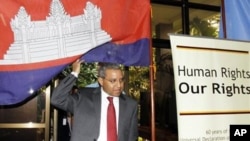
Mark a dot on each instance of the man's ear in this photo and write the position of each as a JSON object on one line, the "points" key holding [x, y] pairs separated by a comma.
{"points": [[100, 80]]}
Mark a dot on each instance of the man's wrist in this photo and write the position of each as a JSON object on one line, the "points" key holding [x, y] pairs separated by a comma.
{"points": [[74, 73]]}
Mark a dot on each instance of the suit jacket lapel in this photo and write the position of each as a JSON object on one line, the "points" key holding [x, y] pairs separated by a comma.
{"points": [[97, 107], [122, 108]]}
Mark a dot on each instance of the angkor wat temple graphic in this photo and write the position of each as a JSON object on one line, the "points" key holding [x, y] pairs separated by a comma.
{"points": [[59, 36]]}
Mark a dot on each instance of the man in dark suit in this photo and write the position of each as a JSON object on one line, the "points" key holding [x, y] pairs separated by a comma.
{"points": [[90, 105]]}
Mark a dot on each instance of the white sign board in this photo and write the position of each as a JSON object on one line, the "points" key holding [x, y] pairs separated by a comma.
{"points": [[212, 82]]}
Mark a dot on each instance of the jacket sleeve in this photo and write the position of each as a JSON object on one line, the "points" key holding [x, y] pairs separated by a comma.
{"points": [[61, 95]]}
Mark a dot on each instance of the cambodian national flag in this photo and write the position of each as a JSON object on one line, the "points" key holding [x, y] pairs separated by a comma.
{"points": [[235, 20], [39, 38]]}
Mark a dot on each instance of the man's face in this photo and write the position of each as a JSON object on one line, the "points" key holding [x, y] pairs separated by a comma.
{"points": [[113, 83]]}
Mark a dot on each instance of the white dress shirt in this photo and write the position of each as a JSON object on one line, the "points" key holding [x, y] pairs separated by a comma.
{"points": [[104, 107]]}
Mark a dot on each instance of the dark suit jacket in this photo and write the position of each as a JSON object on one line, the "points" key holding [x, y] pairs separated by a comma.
{"points": [[86, 107]]}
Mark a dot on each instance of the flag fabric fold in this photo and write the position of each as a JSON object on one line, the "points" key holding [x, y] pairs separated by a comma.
{"points": [[236, 21], [41, 38]]}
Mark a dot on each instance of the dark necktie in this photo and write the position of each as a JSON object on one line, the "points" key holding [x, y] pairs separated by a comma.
{"points": [[111, 121]]}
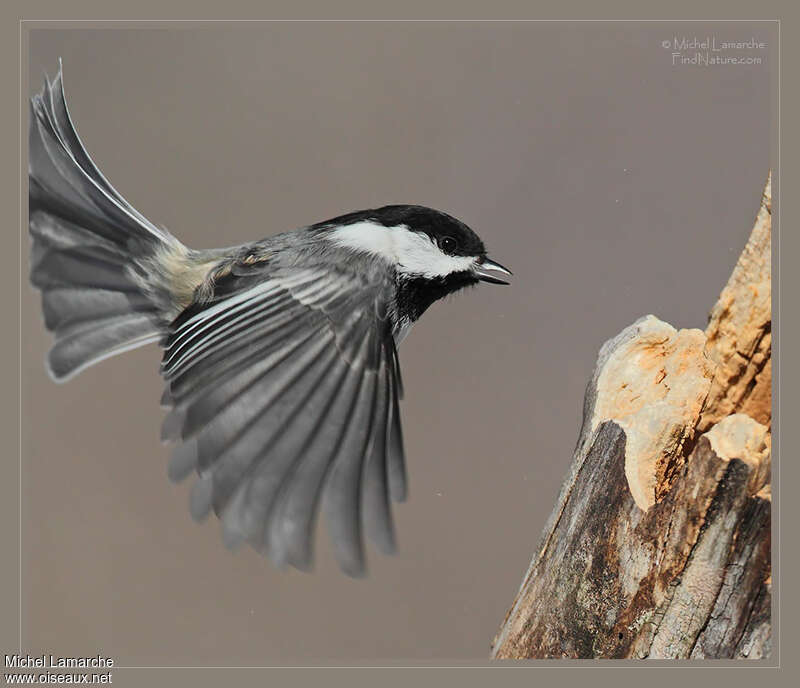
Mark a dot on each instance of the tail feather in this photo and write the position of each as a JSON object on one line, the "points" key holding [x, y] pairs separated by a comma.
{"points": [[97, 261]]}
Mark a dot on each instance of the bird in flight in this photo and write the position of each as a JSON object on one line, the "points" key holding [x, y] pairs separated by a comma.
{"points": [[279, 356]]}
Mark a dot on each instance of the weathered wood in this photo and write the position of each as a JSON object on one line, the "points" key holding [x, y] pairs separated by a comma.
{"points": [[659, 544]]}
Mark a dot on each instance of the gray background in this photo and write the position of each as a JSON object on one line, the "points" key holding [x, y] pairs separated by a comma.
{"points": [[613, 184]]}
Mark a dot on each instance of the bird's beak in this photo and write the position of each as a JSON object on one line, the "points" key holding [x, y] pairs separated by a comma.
{"points": [[486, 270]]}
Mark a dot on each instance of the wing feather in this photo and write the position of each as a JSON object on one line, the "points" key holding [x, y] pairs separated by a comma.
{"points": [[284, 389]]}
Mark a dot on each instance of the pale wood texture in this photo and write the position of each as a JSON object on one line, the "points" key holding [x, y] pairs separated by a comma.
{"points": [[659, 544]]}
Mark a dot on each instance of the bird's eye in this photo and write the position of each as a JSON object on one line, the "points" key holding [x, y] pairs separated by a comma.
{"points": [[448, 244]]}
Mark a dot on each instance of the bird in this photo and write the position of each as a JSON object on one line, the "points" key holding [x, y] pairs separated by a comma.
{"points": [[280, 357]]}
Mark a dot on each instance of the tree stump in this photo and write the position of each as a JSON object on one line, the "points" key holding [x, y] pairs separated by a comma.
{"points": [[659, 544]]}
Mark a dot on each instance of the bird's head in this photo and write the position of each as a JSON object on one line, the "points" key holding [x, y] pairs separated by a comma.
{"points": [[432, 253]]}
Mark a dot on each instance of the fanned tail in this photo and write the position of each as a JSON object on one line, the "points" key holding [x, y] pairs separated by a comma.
{"points": [[104, 270]]}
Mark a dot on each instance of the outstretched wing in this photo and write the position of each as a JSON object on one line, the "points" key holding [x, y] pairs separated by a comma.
{"points": [[284, 390]]}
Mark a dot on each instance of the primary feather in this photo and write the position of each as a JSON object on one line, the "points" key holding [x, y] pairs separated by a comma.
{"points": [[281, 378]]}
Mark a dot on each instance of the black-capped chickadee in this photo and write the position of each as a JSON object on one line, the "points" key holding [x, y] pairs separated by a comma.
{"points": [[280, 356]]}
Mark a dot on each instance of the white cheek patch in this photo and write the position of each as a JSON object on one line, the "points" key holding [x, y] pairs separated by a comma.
{"points": [[411, 253]]}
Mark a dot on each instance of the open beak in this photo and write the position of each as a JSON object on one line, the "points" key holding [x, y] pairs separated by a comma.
{"points": [[486, 270]]}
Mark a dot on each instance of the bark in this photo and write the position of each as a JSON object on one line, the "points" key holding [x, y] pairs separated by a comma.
{"points": [[659, 544]]}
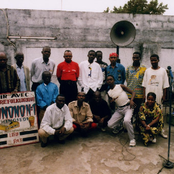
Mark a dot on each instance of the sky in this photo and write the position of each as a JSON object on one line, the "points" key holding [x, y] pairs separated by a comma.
{"points": [[74, 5]]}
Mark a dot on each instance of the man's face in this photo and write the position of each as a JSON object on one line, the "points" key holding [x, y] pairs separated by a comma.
{"points": [[136, 58], [91, 57], [68, 57], [60, 101], [99, 57], [19, 59], [110, 80], [154, 62], [81, 97], [46, 53], [113, 59], [3, 60]]}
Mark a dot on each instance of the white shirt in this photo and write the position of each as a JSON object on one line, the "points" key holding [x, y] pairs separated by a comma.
{"points": [[54, 118], [155, 81], [119, 95], [90, 76], [38, 66]]}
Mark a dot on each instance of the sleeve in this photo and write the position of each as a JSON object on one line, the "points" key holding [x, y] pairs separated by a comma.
{"points": [[100, 77], [46, 122], [32, 70], [68, 119], [56, 93], [39, 98], [16, 81], [127, 74], [124, 75], [166, 80], [80, 81], [58, 72], [141, 114], [77, 75], [144, 79], [71, 111]]}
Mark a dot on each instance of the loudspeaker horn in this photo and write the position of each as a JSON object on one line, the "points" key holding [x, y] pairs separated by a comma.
{"points": [[123, 33]]}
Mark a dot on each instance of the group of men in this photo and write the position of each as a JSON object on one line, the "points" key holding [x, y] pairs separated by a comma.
{"points": [[62, 112]]}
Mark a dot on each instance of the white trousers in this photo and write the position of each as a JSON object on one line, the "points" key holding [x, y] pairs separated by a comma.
{"points": [[124, 113]]}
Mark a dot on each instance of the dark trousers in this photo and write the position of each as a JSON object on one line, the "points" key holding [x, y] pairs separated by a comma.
{"points": [[69, 89]]}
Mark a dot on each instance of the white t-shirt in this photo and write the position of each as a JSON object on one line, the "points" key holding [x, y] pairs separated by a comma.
{"points": [[155, 81], [90, 76], [119, 95]]}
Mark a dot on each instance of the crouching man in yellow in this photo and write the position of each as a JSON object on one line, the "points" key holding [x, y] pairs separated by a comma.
{"points": [[57, 121]]}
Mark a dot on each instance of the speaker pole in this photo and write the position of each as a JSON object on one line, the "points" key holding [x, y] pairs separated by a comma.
{"points": [[167, 163]]}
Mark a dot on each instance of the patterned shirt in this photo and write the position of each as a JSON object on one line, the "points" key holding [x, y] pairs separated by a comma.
{"points": [[118, 72], [134, 80]]}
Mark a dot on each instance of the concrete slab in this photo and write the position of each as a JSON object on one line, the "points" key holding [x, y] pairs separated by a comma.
{"points": [[100, 153]]}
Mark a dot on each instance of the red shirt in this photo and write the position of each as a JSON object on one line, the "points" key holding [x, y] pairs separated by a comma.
{"points": [[68, 71]]}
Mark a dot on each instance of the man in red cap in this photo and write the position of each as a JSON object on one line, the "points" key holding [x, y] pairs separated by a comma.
{"points": [[115, 69]]}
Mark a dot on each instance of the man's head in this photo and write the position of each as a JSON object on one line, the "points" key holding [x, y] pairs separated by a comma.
{"points": [[136, 58], [113, 58], [110, 80], [91, 56], [46, 52], [99, 56], [97, 96], [80, 97], [3, 60], [60, 101], [19, 58], [46, 77], [154, 59], [68, 56]]}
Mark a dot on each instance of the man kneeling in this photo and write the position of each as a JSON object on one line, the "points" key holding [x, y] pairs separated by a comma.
{"points": [[81, 114], [57, 121]]}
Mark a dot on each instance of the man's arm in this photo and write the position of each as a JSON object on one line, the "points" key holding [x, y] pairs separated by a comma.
{"points": [[132, 104]]}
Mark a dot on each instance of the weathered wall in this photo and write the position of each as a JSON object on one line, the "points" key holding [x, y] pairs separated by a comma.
{"points": [[81, 31]]}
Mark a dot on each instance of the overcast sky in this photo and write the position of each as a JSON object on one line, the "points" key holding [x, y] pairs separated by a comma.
{"points": [[74, 5]]}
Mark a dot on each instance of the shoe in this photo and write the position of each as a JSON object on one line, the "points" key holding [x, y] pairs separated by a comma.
{"points": [[162, 134], [154, 140], [117, 129], [43, 144], [132, 143], [103, 129]]}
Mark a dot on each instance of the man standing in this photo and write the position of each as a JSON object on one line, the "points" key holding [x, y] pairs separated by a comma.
{"points": [[134, 78], [125, 107], [156, 80], [116, 69], [57, 121], [22, 71], [103, 65], [9, 80], [46, 93], [81, 114], [67, 75], [100, 110], [40, 65], [91, 77]]}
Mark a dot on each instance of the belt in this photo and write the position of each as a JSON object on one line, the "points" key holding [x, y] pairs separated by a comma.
{"points": [[124, 105]]}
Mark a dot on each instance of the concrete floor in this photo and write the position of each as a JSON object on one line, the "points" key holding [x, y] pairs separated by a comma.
{"points": [[100, 153]]}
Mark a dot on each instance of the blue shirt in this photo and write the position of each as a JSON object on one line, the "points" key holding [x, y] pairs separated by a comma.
{"points": [[118, 72], [46, 94]]}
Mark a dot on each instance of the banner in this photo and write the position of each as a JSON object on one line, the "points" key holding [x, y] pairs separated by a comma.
{"points": [[18, 119]]}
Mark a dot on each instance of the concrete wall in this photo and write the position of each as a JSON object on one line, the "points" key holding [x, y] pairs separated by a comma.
{"points": [[82, 31]]}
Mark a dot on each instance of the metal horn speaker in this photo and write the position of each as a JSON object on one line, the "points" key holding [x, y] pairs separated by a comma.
{"points": [[123, 33]]}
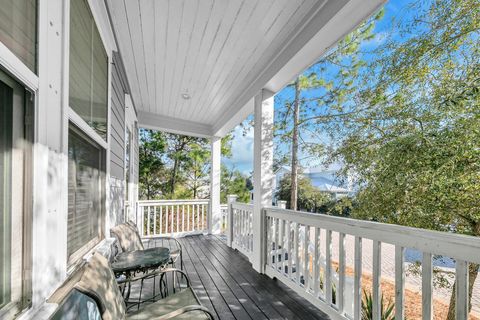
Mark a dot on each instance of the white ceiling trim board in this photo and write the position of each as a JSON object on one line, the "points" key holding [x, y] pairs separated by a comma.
{"points": [[155, 121]]}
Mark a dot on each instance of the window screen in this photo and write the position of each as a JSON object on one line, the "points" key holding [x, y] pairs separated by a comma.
{"points": [[88, 68], [85, 191], [18, 29]]}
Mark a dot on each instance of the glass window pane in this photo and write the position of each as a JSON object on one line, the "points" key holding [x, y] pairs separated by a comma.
{"points": [[18, 29], [88, 69], [6, 106], [85, 190]]}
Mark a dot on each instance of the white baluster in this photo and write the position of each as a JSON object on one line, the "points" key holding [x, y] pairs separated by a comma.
{"points": [[357, 282], [376, 295], [399, 282], [427, 286], [295, 248], [328, 267], [461, 290], [341, 273], [306, 258], [316, 262]]}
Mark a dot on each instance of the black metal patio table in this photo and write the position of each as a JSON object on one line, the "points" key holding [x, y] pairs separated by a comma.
{"points": [[128, 264]]}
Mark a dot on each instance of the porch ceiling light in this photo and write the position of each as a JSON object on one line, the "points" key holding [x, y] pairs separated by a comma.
{"points": [[185, 95]]}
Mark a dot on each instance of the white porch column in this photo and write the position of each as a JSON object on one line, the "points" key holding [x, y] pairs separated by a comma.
{"points": [[231, 199], [263, 178], [214, 212]]}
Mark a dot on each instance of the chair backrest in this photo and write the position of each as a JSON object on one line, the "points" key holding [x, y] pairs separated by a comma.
{"points": [[127, 237], [77, 305], [98, 282]]}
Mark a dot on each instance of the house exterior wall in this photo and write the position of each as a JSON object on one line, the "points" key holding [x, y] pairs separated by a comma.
{"points": [[46, 262], [119, 87]]}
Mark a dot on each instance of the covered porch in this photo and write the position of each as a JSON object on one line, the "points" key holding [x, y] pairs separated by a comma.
{"points": [[226, 284], [194, 68]]}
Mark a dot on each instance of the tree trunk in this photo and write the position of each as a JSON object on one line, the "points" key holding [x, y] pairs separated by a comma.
{"points": [[472, 276], [294, 174]]}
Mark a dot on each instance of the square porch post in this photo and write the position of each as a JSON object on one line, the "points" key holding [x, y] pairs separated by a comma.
{"points": [[263, 178], [214, 213]]}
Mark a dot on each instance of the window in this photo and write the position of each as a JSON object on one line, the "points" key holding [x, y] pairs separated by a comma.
{"points": [[14, 213], [86, 194], [18, 29], [88, 69]]}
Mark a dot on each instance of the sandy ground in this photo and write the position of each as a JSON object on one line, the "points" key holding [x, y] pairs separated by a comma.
{"points": [[413, 282]]}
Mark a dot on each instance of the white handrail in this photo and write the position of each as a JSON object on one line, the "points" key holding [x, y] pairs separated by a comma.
{"points": [[289, 258], [172, 217]]}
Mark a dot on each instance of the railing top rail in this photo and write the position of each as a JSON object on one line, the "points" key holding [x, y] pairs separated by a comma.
{"points": [[452, 245], [176, 201], [242, 206]]}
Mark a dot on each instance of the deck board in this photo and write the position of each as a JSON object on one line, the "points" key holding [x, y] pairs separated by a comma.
{"points": [[227, 284]]}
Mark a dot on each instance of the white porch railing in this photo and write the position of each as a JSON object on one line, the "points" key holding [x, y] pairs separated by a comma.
{"points": [[292, 253], [292, 247], [242, 235], [224, 218], [172, 217]]}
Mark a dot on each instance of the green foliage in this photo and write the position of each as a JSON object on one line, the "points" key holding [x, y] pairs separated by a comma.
{"points": [[152, 167], [413, 137], [233, 182], [341, 207], [386, 308], [309, 198], [174, 166]]}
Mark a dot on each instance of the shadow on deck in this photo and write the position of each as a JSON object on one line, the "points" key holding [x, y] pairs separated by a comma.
{"points": [[226, 283]]}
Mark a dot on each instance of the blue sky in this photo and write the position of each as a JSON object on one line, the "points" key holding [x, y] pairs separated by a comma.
{"points": [[242, 144]]}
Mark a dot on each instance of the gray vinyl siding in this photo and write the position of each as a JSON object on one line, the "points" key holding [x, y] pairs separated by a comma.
{"points": [[117, 145]]}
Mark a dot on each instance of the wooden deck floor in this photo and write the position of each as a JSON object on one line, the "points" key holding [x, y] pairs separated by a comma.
{"points": [[227, 284]]}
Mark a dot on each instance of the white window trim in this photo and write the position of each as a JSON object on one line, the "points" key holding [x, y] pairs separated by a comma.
{"points": [[17, 68]]}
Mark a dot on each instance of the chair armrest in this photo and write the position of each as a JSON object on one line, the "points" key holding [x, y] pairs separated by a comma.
{"points": [[185, 310]]}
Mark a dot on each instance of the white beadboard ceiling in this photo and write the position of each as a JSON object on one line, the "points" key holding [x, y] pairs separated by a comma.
{"points": [[221, 52]]}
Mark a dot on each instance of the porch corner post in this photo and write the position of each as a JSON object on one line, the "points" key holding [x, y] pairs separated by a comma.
{"points": [[214, 212], [263, 178], [231, 198]]}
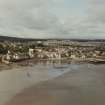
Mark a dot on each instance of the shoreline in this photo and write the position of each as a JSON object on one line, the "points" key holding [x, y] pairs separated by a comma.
{"points": [[78, 87]]}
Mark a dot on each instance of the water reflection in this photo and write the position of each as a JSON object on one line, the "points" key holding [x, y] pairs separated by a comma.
{"points": [[15, 80]]}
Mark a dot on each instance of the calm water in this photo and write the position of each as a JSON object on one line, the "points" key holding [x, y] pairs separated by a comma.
{"points": [[14, 81]]}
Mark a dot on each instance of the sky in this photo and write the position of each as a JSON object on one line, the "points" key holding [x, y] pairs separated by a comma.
{"points": [[53, 18]]}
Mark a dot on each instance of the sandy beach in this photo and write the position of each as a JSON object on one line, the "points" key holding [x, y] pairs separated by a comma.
{"points": [[84, 85]]}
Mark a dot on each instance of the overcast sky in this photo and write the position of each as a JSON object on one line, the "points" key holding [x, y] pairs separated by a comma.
{"points": [[53, 18]]}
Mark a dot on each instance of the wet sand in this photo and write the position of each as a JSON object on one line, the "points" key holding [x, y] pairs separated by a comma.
{"points": [[84, 85]]}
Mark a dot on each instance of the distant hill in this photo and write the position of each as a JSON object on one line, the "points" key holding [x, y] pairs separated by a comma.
{"points": [[16, 39]]}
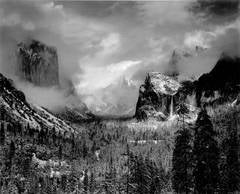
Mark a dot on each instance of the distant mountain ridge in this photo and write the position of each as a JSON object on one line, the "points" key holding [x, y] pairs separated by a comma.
{"points": [[161, 95], [37, 63], [15, 108]]}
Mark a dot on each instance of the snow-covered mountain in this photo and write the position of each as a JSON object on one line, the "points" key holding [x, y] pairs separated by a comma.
{"points": [[16, 109], [37, 63], [115, 98], [161, 96]]}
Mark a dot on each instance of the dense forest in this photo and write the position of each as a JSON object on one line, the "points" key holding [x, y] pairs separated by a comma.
{"points": [[112, 157]]}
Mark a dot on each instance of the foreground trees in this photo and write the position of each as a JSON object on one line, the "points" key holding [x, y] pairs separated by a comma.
{"points": [[206, 156], [197, 162], [182, 162]]}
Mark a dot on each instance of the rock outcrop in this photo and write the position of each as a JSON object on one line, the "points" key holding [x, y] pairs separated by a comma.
{"points": [[14, 109], [37, 63], [161, 95], [157, 97]]}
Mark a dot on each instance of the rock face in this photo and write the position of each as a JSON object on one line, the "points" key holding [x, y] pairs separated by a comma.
{"points": [[161, 95], [37, 63], [157, 97], [221, 84], [14, 109]]}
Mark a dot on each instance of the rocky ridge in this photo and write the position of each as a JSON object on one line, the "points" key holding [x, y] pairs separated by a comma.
{"points": [[161, 96], [14, 107]]}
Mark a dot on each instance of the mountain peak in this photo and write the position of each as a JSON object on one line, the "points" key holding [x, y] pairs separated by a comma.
{"points": [[37, 63]]}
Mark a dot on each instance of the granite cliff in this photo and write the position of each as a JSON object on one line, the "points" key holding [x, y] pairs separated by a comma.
{"points": [[161, 95]]}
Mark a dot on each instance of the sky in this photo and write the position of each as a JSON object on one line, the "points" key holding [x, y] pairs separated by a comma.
{"points": [[106, 48]]}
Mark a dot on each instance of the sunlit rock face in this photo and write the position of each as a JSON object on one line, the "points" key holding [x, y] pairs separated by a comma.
{"points": [[157, 97], [161, 95], [37, 63]]}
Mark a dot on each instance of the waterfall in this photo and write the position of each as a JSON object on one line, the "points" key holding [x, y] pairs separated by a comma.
{"points": [[171, 107]]}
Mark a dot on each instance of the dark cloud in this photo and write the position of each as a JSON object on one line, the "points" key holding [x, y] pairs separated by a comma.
{"points": [[100, 9], [216, 11]]}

________

Give back exactly the lines that run from the line with "Mark a dot on each instance of the sunlit" through the close of the material, counting both ends, and nothing more.

CORRECT RESULT:
Mark a dot on each instance of the sunlit rock face in this photo and write the position of each as a JSON object on one line, the "points" key holding [x, y] pairs separated by a comma.
{"points": [[157, 97], [161, 95], [37, 63]]}
Mark a dot on each instance of the waterfall in this photo and write the position of each as a JSON object on one line, the "points" key holding [x, y] pairs separated by a comma.
{"points": [[171, 107]]}
Mark a dot on each instance of the dark cloud in this photo and write the position of each as a JSON object on one line, the "points" key holding [x, y] pairs separated by a comma.
{"points": [[100, 9], [216, 11]]}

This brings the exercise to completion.